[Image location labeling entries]
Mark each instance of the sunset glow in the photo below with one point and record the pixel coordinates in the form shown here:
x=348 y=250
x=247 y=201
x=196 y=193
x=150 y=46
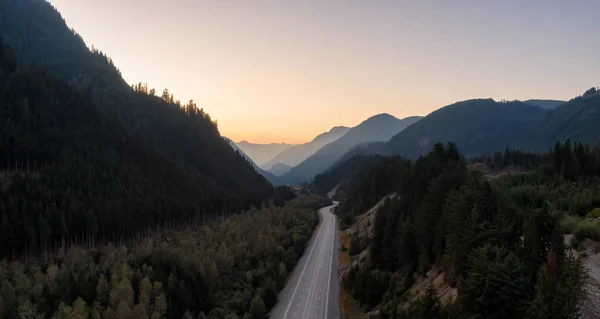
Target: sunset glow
x=285 y=71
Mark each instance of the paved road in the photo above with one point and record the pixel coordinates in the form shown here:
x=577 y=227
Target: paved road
x=312 y=291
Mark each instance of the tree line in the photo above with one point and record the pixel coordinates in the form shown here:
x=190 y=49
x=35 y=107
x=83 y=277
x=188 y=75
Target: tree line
x=505 y=257
x=231 y=269
x=72 y=176
x=184 y=136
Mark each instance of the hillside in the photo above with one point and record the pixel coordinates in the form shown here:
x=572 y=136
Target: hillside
x=377 y=128
x=298 y=153
x=448 y=243
x=272 y=178
x=279 y=169
x=262 y=153
x=545 y=104
x=70 y=175
x=183 y=134
x=341 y=174
x=477 y=127
x=578 y=119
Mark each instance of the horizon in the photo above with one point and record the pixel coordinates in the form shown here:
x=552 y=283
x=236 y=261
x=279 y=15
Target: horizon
x=268 y=76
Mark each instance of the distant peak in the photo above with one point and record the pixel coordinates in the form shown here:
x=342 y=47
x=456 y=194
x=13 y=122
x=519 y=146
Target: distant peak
x=338 y=128
x=380 y=117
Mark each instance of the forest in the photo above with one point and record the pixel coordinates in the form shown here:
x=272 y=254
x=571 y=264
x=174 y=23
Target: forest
x=177 y=132
x=231 y=269
x=71 y=176
x=498 y=240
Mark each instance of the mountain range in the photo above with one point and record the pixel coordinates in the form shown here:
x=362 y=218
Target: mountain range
x=378 y=128
x=262 y=153
x=298 y=153
x=485 y=126
x=184 y=136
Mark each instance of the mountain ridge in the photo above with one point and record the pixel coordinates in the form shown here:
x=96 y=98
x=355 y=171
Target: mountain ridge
x=380 y=127
x=298 y=153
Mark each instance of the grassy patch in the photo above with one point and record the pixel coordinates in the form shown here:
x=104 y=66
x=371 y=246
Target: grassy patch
x=350 y=307
x=594 y=213
x=568 y=224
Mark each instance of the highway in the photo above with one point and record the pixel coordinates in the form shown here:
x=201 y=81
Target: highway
x=312 y=290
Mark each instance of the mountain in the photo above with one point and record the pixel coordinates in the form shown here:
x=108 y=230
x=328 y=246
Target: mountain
x=280 y=169
x=341 y=173
x=271 y=177
x=485 y=126
x=477 y=126
x=298 y=153
x=545 y=104
x=377 y=128
x=262 y=153
x=183 y=134
x=67 y=172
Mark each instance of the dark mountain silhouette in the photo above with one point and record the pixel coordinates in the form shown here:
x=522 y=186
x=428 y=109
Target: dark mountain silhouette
x=183 y=134
x=478 y=126
x=298 y=153
x=271 y=177
x=69 y=175
x=280 y=169
x=545 y=104
x=482 y=126
x=377 y=128
x=262 y=153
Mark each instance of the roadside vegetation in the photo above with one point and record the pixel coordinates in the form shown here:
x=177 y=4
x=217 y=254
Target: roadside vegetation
x=231 y=269
x=497 y=239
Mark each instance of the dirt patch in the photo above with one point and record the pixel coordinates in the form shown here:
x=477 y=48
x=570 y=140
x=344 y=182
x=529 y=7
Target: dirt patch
x=363 y=226
x=350 y=307
x=437 y=279
x=590 y=306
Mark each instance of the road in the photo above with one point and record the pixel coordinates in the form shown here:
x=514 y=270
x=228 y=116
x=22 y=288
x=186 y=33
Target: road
x=312 y=291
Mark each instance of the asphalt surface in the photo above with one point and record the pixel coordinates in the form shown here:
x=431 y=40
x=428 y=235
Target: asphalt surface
x=312 y=290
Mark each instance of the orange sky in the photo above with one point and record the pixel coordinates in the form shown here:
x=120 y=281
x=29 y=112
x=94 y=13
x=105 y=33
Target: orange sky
x=285 y=71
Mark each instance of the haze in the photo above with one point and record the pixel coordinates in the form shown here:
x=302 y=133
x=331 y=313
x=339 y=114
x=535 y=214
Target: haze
x=285 y=71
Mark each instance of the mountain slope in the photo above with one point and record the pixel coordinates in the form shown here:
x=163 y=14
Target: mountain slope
x=182 y=133
x=262 y=153
x=298 y=153
x=377 y=128
x=477 y=126
x=578 y=119
x=545 y=104
x=280 y=169
x=68 y=173
x=272 y=178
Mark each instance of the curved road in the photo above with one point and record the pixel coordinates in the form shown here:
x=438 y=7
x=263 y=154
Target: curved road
x=312 y=291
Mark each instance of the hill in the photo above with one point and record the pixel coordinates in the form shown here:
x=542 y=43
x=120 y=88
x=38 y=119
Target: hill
x=180 y=133
x=262 y=153
x=280 y=169
x=71 y=176
x=545 y=104
x=487 y=126
x=478 y=127
x=341 y=173
x=272 y=178
x=298 y=153
x=377 y=128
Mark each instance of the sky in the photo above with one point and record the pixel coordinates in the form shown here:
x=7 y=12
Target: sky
x=288 y=70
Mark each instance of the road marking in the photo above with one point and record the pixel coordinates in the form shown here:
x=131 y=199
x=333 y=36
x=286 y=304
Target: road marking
x=304 y=268
x=310 y=292
x=330 y=265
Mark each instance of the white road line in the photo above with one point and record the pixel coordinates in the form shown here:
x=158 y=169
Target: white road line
x=330 y=266
x=304 y=268
x=315 y=276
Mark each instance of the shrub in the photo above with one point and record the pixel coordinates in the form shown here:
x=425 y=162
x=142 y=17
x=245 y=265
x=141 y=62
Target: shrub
x=594 y=213
x=587 y=229
x=568 y=224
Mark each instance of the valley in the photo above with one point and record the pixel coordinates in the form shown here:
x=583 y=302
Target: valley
x=118 y=200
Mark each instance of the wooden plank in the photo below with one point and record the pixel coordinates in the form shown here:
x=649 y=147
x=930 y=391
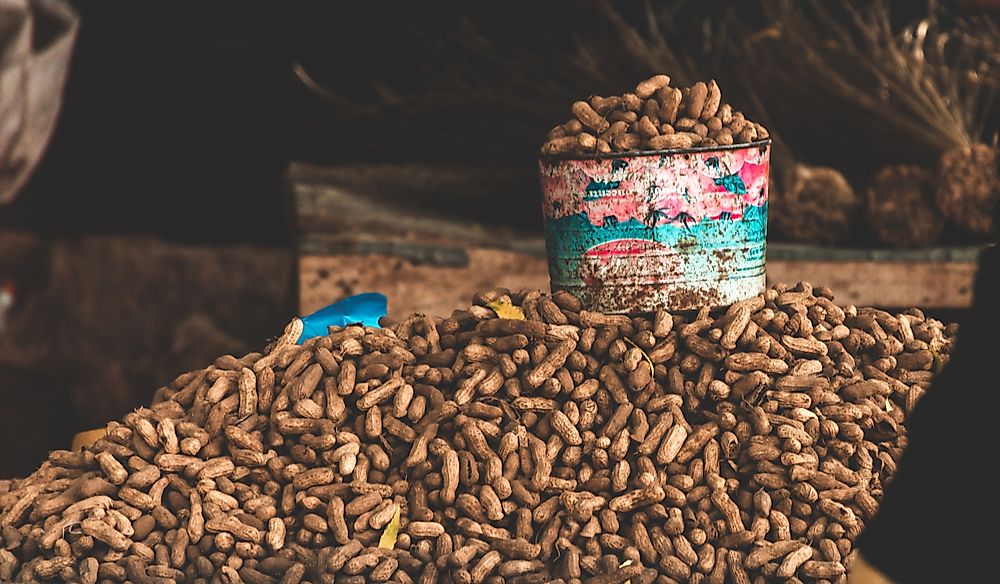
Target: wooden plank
x=894 y=284
x=412 y=286
x=424 y=203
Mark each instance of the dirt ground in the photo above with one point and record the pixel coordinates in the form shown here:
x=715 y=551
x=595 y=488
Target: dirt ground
x=99 y=323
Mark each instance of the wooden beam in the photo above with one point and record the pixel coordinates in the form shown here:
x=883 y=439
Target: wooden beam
x=415 y=287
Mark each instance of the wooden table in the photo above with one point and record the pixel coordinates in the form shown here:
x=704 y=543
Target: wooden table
x=376 y=228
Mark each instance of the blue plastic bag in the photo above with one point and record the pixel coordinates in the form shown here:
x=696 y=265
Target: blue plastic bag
x=365 y=309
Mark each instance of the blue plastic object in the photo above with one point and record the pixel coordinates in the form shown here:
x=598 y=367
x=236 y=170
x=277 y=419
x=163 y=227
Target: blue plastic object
x=365 y=309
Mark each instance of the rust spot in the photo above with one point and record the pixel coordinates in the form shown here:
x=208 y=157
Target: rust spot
x=693 y=298
x=686 y=243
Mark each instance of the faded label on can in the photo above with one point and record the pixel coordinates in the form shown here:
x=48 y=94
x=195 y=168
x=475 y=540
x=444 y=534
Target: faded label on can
x=642 y=232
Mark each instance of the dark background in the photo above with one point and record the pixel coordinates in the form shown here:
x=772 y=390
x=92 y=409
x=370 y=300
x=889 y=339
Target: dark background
x=180 y=118
x=155 y=234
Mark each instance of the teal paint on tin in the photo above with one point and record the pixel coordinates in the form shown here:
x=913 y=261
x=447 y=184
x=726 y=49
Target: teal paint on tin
x=674 y=229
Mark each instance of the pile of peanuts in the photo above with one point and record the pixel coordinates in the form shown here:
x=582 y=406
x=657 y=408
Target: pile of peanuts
x=742 y=444
x=655 y=116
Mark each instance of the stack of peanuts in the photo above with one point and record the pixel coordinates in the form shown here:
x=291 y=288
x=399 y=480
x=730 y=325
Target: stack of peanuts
x=655 y=116
x=743 y=444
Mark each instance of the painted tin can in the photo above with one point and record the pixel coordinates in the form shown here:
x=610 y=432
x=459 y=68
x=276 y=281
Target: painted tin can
x=672 y=229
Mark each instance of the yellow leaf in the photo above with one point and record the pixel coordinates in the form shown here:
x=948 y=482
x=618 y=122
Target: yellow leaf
x=391 y=531
x=506 y=310
x=85 y=439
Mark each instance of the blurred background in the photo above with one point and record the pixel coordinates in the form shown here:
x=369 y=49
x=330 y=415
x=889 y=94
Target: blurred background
x=215 y=168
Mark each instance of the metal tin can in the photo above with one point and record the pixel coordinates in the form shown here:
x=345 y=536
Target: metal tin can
x=673 y=229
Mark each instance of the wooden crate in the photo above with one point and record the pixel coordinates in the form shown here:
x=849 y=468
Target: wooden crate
x=376 y=229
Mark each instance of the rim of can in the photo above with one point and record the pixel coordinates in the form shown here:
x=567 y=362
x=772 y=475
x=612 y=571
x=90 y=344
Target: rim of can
x=641 y=153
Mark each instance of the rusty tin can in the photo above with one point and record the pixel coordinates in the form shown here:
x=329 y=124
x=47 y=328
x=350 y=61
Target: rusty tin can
x=673 y=229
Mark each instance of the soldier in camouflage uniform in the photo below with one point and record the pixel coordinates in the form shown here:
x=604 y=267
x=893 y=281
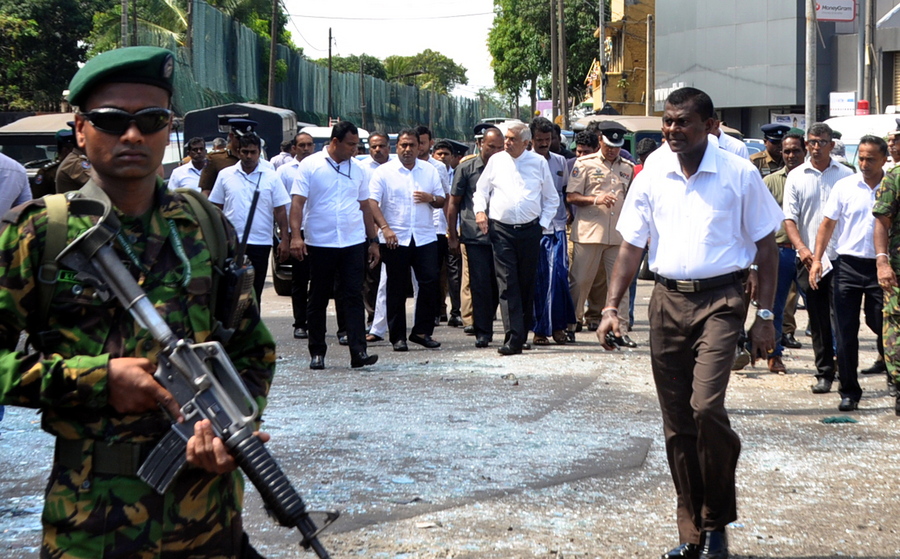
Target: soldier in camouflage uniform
x=887 y=260
x=91 y=375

Work instructions: Rewrite everything from the line containing "Mark each instance of the road marking" down to the line containing "x=424 y=203", swapping "Target" for "Object" and changing nothing else. Omit the pictures from your answer.

Final result:
Mark each instance of the road marking in the photo above with one point and record the pixel coordinates in the form shown here:
x=131 y=199
x=333 y=36
x=286 y=304
Object: road marking
x=304 y=268
x=310 y=292
x=330 y=265
Mark each instance of the white road line in the photo above with one point and record the pixel coordinates in the form shown here:
x=158 y=169
Object: white road line
x=330 y=266
x=304 y=268
x=315 y=276
Mark each instance of the shrub in the photo above with one point and record the pixel coordinates in the form shown here:
x=425 y=162
x=142 y=17
x=245 y=265
x=141 y=62
Object: shrub
x=594 y=213
x=587 y=229
x=568 y=224
Mark each instance of the valley in the photo above with one point and record the pixel coordinates in the form shown here:
x=583 y=302
Object: valley
x=118 y=200
Mark each instance of the wooden plank in the photo below with one point and record the pixel coordinates in the form shown here:
x=649 y=147
x=930 y=391
Object: wooden plank
x=894 y=284
x=412 y=286
x=424 y=203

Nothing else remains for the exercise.